Copy every one of the lines below word for word, leaving the pictures out of your copy.

RECORDS TO PROCESS:
------------------------------------------------------------------------
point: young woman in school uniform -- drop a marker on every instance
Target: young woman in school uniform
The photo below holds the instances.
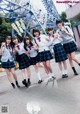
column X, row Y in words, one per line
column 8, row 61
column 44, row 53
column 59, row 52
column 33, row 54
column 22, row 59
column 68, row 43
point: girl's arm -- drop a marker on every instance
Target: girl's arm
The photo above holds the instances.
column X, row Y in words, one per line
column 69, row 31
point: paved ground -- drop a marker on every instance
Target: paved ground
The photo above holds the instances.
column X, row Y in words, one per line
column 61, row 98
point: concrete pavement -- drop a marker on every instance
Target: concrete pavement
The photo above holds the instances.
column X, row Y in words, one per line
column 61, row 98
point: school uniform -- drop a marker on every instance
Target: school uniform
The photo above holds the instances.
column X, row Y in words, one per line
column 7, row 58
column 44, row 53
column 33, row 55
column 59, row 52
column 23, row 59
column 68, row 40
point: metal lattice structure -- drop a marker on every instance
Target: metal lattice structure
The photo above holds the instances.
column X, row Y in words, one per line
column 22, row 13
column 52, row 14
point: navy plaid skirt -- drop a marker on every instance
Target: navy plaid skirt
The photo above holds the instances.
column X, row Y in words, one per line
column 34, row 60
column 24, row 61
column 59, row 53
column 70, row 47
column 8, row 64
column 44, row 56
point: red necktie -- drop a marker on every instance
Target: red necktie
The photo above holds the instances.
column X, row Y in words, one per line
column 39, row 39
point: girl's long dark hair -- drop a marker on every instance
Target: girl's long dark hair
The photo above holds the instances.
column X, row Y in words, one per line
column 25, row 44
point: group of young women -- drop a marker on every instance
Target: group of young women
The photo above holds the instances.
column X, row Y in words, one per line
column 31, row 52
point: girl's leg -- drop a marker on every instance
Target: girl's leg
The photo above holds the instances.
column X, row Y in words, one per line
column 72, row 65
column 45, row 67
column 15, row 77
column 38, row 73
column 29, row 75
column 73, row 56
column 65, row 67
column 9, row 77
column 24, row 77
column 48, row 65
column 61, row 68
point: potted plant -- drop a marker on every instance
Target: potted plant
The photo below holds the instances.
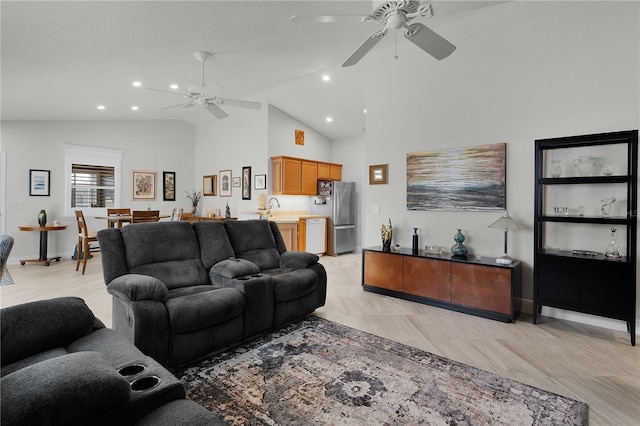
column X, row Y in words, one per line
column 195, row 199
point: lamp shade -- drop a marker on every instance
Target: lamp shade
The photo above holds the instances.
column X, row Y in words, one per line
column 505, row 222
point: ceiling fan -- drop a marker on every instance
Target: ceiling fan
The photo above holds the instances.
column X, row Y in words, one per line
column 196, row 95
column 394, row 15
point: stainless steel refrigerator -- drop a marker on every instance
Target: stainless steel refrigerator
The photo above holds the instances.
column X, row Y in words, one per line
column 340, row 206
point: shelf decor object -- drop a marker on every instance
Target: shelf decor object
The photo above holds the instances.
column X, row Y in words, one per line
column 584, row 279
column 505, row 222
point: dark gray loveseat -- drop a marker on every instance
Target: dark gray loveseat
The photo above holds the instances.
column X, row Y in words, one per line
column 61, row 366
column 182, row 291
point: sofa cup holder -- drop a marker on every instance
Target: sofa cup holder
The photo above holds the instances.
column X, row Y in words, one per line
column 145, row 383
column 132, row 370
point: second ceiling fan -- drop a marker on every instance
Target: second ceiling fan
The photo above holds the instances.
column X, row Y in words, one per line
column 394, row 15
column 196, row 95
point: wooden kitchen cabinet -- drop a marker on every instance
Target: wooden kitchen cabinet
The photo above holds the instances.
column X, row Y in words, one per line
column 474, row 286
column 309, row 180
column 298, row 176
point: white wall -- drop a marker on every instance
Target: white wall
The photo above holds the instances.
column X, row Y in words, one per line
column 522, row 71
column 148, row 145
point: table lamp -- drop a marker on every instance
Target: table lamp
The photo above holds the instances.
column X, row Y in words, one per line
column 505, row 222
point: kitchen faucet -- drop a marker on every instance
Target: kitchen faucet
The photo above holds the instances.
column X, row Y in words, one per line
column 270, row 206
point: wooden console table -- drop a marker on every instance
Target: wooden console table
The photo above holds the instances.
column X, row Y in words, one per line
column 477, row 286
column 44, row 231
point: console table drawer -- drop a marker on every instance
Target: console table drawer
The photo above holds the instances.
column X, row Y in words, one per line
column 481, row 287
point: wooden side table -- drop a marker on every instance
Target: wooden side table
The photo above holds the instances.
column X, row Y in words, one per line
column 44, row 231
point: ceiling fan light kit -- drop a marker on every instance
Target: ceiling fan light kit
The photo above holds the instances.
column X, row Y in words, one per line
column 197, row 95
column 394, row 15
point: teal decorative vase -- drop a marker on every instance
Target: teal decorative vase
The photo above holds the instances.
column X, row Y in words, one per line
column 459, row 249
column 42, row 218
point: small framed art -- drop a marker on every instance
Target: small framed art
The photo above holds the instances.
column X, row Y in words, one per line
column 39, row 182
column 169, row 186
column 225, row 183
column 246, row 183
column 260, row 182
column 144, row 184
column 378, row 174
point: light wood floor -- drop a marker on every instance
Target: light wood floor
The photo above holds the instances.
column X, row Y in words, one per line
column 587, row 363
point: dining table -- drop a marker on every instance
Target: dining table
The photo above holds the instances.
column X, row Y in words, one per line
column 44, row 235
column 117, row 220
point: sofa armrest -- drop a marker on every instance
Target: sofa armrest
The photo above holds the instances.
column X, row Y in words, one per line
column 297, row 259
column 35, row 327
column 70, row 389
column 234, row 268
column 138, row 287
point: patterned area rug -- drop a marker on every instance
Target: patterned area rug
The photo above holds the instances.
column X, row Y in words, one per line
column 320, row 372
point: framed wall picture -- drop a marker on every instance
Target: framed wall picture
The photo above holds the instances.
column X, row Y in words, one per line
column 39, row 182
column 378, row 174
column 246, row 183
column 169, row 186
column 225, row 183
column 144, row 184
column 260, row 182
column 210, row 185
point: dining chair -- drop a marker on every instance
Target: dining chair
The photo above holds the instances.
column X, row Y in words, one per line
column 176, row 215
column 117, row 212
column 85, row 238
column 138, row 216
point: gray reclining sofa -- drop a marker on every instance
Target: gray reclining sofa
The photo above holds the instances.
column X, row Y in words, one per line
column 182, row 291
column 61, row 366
------------------------------------------------------------------------
ANSWER TO THE PROBLEM:
point: young woman in school uniform -- drop a marker on every instance
Target: young woman in school uniform
The photo below holds the instances.
column X, row Y in words, one per line
column 8, row 61
column 44, row 53
column 59, row 52
column 33, row 54
column 22, row 59
column 68, row 43
point: girl's arm -- drop a marker on every instance
Target: girl's arm
The photo above holds the instances.
column X, row Y in words, one per line
column 69, row 31
point: paved ground -- drop a marker on every instance
Target: paved ground
The photo above holds the instances.
column X, row Y in words, one per line
column 61, row 98
point: concrete pavement -- drop a marker on every instance
Target: concrete pavement
The photo above holds the instances.
column X, row Y in words, one per line
column 61, row 98
point: school uniform -- drop a marker on every instance
Target: school uniform
The photo above holds the instances.
column X, row Y in words, one per line
column 7, row 58
column 44, row 53
column 33, row 55
column 59, row 52
column 23, row 59
column 68, row 40
point: metal lattice structure -- drop a marker on every instance
Target: metal lattice structure
The photo above holds the instances.
column X, row Y in words, one per line
column 22, row 13
column 52, row 14
point: navy plaid skirt -- drop a marker on every instance
Target: navy plaid skirt
The photo above holds the instances.
column X, row Y in words, one per line
column 34, row 60
column 24, row 61
column 59, row 53
column 70, row 47
column 8, row 64
column 44, row 56
point: red necktie -- drop a marker on every instance
Target: red necktie
The photo above holds the instances.
column X, row Y in words, one per line
column 39, row 39
point: girl's long dark hair -- drop a marker on every instance
Target: girl's long dark hair
The photo above holds the instances.
column X, row Y in words, one per line
column 25, row 44
point: group of young women -- drop a marker on every instance
Target: group of young women
The photo above holds the instances.
column X, row Y in words, one per line
column 31, row 52
point: girl's leg -- drop a marker on every instance
Target: girl's leg
The photo above holds the instances.
column X, row Y in words, one per line
column 72, row 65
column 45, row 67
column 15, row 77
column 38, row 73
column 29, row 75
column 73, row 56
column 65, row 67
column 9, row 77
column 24, row 77
column 48, row 65
column 61, row 68
point: potted plant -- drop a marker on every instance
Target: potted plant
The photo below holds the instances.
column X, row Y in words, one per line
column 195, row 199
point: lamp shade -- drop a marker on every instance
Target: lamp shade
The photo above holds the instances.
column X, row Y in words, one per line
column 505, row 222
point: ceiling fan -- drop a marker on every instance
Target: ceiling fan
The photo above holds the instances.
column X, row Y in words, one per line
column 196, row 95
column 394, row 15
point: stainless steel refrigerator -- drop a marker on every instance
Target: stainless steel refrigerator
The photo above holds the instances.
column X, row Y in words, one per line
column 340, row 206
point: shelf decor object -- drop a marker on every instance
Target: shelf decor object
The photo above holds the instances.
column X, row Y in words, one per line
column 584, row 279
column 505, row 222
point: dark gray loveseat -- drop a marker on every instance
Target: dark gray loveseat
The photo above holds the instances.
column X, row Y in words, one per line
column 61, row 366
column 182, row 291
point: sofa cup holder -- drop a marker on every instance
Target: sofa cup holder
The photo above holds the instances.
column X, row Y in words, one per line
column 145, row 383
column 132, row 370
point: second ceiling fan -- drop a marker on every instance
Target: second ceiling fan
The photo above holds the instances.
column X, row Y in words, one per line
column 394, row 15
column 196, row 95
point: wooden kitchen cabinet -- drop a marker on every instance
Target: wooden kitchen cabinet
The photo above holds the instances.
column X, row Y in words, one per line
column 474, row 286
column 309, row 180
column 298, row 176
point: white wall -- drop a marker on every instance
Target: white wall
The photo above holds the instances.
column X, row Y in words, one per line
column 522, row 71
column 148, row 145
point: table lamp -- drop a marker on every instance
Target: table lamp
The photo above holds the instances.
column X, row Y in words, one per line
column 505, row 222
point: kitchen faucet -- drop a marker on every instance
Target: kitchen faucet
The photo above holds the instances.
column X, row Y in words, one per line
column 270, row 206
point: wooden console table -- drop a marker on every instance
Target: wooden console table
The photo above holds the instances.
column X, row Y in words, one per line
column 477, row 286
column 44, row 231
point: console table drawer -- drop a marker on every instance
Target: console table drawer
The photo above holds the instances.
column X, row Y in words, one per line
column 481, row 287
point: wooden side table -- drop a marker on every instance
Target: wooden side table
The photo above holds the instances.
column X, row Y in words, one per line
column 44, row 231
point: ceiling fan light kit -- drop a marker on every instance
Target: ceiling fan light kit
The photo above holds the instances.
column X, row Y in words, one per line
column 197, row 95
column 394, row 15
point: teal decorative vase -- drop a marker on every instance
Target: teal decorative vase
The photo above holds the instances.
column X, row Y in words, one per line
column 459, row 249
column 42, row 218
point: small framed art -- drop a marker on every instance
Target: small framed art
The photo above holds the instances.
column X, row Y in words, one per line
column 39, row 182
column 169, row 186
column 225, row 183
column 246, row 183
column 260, row 182
column 144, row 184
column 378, row 174
point: light wood floor -- drop a marker on every instance
Target: light wood floor
The photo above holds the instances.
column X, row Y in words, one per line
column 587, row 363
point: dining table -- drop a marker on every instance
Target: dining table
The photo above holds the instances.
column X, row Y in words, one per line
column 44, row 235
column 117, row 220
point: sofa armrest -- drop a marker on every instance
Target: sofa armrest
The photo above holds the instances.
column X, row Y in words, one per line
column 297, row 259
column 35, row 327
column 70, row 389
column 234, row 268
column 138, row 287
point: patterned area rug -- drop a marker on every instance
Target: patterned area rug
The photo above holds the instances.
column X, row Y in words, one per line
column 320, row 372
point: framed wall picture -- drop a marker on every instance
Target: framed wall picture
The photo above holds the instances.
column X, row Y in words, one per line
column 39, row 182
column 378, row 174
column 246, row 183
column 169, row 186
column 225, row 183
column 144, row 184
column 260, row 182
column 210, row 185
point: dining chair -- drop a marker on every instance
Target: dining chair
The photo above holds the instances.
column X, row Y in words, one per line
column 176, row 215
column 117, row 212
column 85, row 238
column 138, row 216
point: gray reclining sofa -- drop a marker on every instance
Target: gray reclining sofa
The photo above holds the instances.
column X, row Y in words, one per line
column 182, row 291
column 61, row 366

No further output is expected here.